PROVIDED TEXT -
━━━━

I have an unfinished basement and I am looking to add about 5" of insulation to fill up the joist bays on the ceiling. The bays are 7 inches deep and will soon have around 2" of foam.

I am wondering if I would be able to fill the bays with Roxul and cover the entire ceiling with house wrap.

The reason for the roxul is that if necessary it would still be possible to access what's in my ceiling (wiring and some pipes), without the negative effects on air quality of the fiberglass.

I understand I can trim the roxul with a knife to match my very uneven 80 year old ceiling joist bays.

Questions:

Would this arrangement allow the roxul to deliver its full R value?
And would using house wrap maintain the fire retardant property of my insulation covering so I can meet code? If not house wrap, is there another insulation holding canvas material that would work?

Asked by Robert Wan
Posted Jan 12, 2018 4:03 PM ET

Tags:

1.

User-6993560,
First, can you tell us your name?

A few comments:

1. It usually makes more sense to insulate your basement walls and leave the basement ceiling uninsulated than it does to insulate the basement ceiling.

2. If you proceed with your plan, you will end up with a backwards flash-and-batt job -- with the spray foam on the interior side of the assembly instead of on the exterior side of the assembly (as usually installed).

That said, your backwards approach shouldn't cause any moisture problems.

3. You should consult your local code authority to determine whether exposed housewrap is permissable or is considered a fire hazard.

Answered by Martin Holladay
Posted Jan 12, 2018 4:15 PM ET
Edited Jan 12, 2018 4:15 PM ET.

2.

Sorry I updated my profile but it didn't show up in the post. Robert Wan is my name!

Also I understand that I can use insulation supports (i.e. ) to hold the insulation in place. However that wouldn't prevent air from circulating through it and making it dirty. Hence the reason to add an additional layer.

Answered by Robert Wan
Posted Jan 12, 2018 4:21 PM ET
Edited Jan 12, 2018 4:23 PM ET.

3.

Robert,
Most homeowners with your dilemma install a suspended ceiling with removable ceiling panels.

Answered by Martin Holladay
Posted Jan 12, 2018 5:01 PM ET

4.

A suspended ceiling would cost like $8000, wouldn't it? Why would we put that much money into a basement used for cold storage of things like bikes and lawn mowers and lawn furniture? Also I only think we would need to access those wires once or twice in a 10 year period.

The thought of using house wrap would be a quick and dirty solution and would cost only a few hundred dollars. So I am wondering if anyone else has done it. Since it's white it would also have the advantage of making the basement brighter! (Of course it would be nice to find a housewrap that did not have the brand name written in huge letters all over it!)

Answered by Robert Wan
Posted Jan 12, 2018 6:01 PM ET
Edited Jan 12, 2018 6:21 PM ET.

5.

If you don't have moisture issues in your basement, would you be open to insulating the walls (as Martin suggested in his first response)? In many parts of the country, you can buy reclaimed foam for a fraction of the cost of new material. I would imagine this approach would be easier than cutting and cobbling foam into your joist bays.

Answered by Steve Knapp CZ 3A Georgia
Posted Jan 12, 2018 6:36 PM ET

6.

━━━━

SUPPLIED DATA -
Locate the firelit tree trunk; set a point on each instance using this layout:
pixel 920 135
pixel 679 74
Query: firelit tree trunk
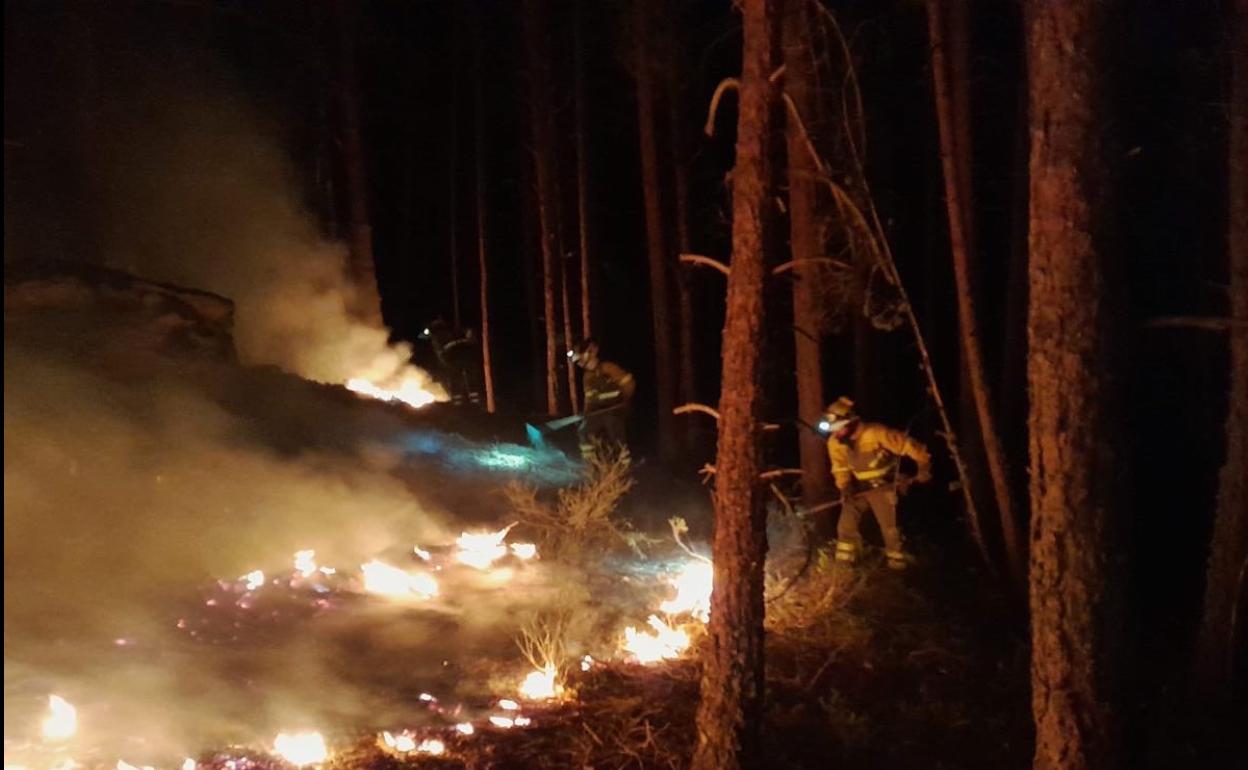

━━━━

STATED PROBLEM 1 - In the basement insulation thread above, condense the paragraph that begins "I have an unfinished basement" into one shorter sentence that keeps its main facts.
STATED PROBLEM 2 - Continue the basement insulation thread from its last line.

TASK RESULT 1 - My unfinished basement's ceiling joist bays are 7 inches deep and will soon hold about 2 inches of foam, so I want to add roughly 5 inches of insulation to fill them.

TASK RESULT 2 -
I would think we would need to put up studs and then cover the foundation with spray foam. Cost of that is around $5000, maybe $6000 for the size of our basement. Then put drywall or some kind of fire retardant paint on top of that? That could run $7500 to $8000. The foundation is uneven, so no way to put foam board on it.

Cost of putting in a thin layer of spray foam is around $2200 on our ceiling and also covering the rim joists/ sill area. Then tyvek plus the insulation, maybe around $1800? The latter part is a DIY project... though we could probably get someone to do most of the labor for $800. Total cost $4000 to $4800.

I guess a good question is, what is the R value we would get from 1.5 inches of closed cell plus 4 inches of roxul plus one layer of tyvek in a joist bay that is a total of 6.5 to 7 inches?

How do we calculate this and how "tight" does the house wrap layer have to be (the spray foam will stop most of the air movement but staple holes in house wrap in an interior basement (no wind) may allow some minor air flow in the assembly.

Answered by Robert Wan
Posted Jan 12, 2018 6:41 PM ET
Edited Jan 12, 2018 6:51 PM ET.

7.

I eventually removed my cellar ceiling insulation, dried up the moisture and insulated my basement walls; where we have spray foam with fire retardant paint, we've left it and not covered it. It's pretty tough. My investment not only gave me a much more comfortable house, but a whole lot of slightly cool, but comfortable space for a shop and hobbies.
Insulating the joists with spray foam and Roxul is a bandaid; you'll still have a cold cellar with drafts up the stairs and through the electrical and plumbing holes. Assuming the basement isn't tight, you could end up wth frozen pipes.
One of the main principals in Passive House is that the house envelope encloses all the living space, even semi-used basements. We've seen in our home as well as other older homes that conditioning the basement is the most underrated and unappreciated ways to improve comfort in your home.

Answered by Bob Irving
Posted Jan 12, 2018 7:53 PM ET

8.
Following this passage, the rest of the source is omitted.